DESCRIPTION OF THE TASK:
Count the lines in the items below that contain the string "photo". Give only the number.

MATERIAL TO PROCESS:

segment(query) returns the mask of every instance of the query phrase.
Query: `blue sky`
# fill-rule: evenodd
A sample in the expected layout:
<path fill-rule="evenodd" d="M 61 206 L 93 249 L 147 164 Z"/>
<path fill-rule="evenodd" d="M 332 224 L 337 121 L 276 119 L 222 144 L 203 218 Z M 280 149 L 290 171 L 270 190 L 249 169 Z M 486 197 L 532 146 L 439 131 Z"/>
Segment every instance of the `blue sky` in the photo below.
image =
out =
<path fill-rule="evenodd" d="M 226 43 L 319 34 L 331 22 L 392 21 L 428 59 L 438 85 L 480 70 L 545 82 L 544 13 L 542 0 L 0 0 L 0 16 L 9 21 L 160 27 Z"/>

* * *

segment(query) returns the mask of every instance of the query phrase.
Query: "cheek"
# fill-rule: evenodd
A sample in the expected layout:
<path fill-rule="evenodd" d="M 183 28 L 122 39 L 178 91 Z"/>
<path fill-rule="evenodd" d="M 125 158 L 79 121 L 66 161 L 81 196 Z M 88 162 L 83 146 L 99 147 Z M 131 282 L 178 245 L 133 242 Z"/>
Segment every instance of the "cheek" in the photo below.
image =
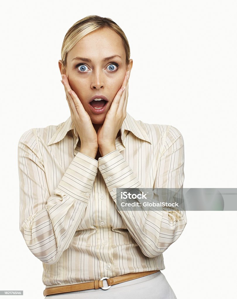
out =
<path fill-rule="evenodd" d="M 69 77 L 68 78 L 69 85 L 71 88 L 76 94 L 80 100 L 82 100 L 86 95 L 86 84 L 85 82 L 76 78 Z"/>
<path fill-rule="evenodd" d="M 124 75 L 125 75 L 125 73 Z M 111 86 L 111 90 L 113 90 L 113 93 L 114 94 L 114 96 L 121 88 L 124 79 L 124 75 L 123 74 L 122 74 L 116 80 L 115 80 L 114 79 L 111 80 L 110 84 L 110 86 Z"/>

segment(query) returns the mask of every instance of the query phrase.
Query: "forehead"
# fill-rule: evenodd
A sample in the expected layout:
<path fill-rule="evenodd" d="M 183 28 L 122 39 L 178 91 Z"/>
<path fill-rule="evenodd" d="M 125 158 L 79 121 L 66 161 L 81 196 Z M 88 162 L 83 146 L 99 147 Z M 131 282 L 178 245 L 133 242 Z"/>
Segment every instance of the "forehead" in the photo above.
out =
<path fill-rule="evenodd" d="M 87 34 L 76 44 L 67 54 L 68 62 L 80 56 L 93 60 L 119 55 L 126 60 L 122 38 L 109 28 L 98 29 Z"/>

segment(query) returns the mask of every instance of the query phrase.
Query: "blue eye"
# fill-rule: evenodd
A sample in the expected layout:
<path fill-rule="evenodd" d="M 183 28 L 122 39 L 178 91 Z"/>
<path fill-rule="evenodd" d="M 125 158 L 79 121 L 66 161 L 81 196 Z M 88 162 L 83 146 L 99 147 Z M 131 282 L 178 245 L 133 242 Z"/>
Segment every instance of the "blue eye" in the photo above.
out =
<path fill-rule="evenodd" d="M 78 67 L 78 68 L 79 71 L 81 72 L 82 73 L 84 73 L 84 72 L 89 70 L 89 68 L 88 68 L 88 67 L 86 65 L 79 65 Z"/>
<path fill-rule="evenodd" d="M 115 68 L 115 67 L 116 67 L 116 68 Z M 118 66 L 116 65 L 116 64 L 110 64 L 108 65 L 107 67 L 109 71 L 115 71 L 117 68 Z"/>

EXERCISE RESPONSE:
4